[Excerpts from a dataset]
⟨

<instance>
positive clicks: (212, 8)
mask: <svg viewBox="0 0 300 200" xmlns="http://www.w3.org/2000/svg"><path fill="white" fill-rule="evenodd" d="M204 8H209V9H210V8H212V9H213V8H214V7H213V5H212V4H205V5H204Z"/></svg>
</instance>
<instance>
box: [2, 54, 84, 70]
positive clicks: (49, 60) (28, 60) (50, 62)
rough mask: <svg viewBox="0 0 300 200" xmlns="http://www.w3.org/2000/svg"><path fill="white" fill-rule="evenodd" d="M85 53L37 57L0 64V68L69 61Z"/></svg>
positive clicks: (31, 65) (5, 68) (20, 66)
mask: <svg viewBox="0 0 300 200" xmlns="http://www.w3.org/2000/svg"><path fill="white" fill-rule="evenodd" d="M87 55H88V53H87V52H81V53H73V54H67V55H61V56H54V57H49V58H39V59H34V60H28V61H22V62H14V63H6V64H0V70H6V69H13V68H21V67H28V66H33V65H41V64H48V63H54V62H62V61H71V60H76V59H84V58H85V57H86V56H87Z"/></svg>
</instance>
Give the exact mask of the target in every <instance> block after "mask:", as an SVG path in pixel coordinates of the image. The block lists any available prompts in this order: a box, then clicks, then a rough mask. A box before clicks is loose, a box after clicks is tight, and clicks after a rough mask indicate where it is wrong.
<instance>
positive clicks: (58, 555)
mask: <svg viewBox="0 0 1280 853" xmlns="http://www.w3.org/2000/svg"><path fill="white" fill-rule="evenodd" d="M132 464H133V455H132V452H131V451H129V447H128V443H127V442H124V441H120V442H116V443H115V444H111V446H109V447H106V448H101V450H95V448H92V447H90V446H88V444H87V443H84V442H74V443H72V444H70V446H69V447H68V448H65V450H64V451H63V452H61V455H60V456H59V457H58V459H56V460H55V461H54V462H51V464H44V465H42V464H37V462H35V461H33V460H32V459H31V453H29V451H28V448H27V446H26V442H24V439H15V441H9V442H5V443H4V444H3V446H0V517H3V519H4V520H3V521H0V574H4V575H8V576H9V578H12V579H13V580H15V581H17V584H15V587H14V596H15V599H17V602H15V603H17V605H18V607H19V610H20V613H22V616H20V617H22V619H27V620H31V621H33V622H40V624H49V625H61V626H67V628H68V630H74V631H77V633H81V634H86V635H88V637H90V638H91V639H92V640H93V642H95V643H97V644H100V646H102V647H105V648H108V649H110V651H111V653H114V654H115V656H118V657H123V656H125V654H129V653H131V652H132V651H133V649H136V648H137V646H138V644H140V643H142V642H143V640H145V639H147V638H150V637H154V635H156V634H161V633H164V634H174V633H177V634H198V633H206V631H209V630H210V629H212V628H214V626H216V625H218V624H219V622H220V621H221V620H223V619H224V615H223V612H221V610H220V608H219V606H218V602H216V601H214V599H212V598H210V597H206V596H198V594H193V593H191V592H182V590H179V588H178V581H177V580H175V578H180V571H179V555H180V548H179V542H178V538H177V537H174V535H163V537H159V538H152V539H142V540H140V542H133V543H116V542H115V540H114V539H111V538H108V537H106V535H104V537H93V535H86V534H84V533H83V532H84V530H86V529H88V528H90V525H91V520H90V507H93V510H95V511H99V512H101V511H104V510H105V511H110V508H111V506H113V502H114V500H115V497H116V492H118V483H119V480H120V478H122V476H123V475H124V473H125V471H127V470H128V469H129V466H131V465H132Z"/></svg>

⟩

* [Work instructions]
Pull out each line of the data above that contains the string "positive", copying those lines only.

* [Output for this exercise]
positive clicks: (212, 8)
positive clicks: (49, 60) (28, 60) (50, 62)
positive clicks: (31, 65) (5, 68) (20, 66)
positive clicks: (58, 555)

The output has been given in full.